**** Records for the exercise ****

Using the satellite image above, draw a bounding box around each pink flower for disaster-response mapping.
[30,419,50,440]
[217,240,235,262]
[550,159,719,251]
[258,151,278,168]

****

Copy out the material above line for line, changing nothing.

Using the satellite image above, draw a bounding box around each pink flower for disaster-response mapping.
[30,419,50,440]
[217,240,235,262]
[550,159,719,251]
[258,151,278,168]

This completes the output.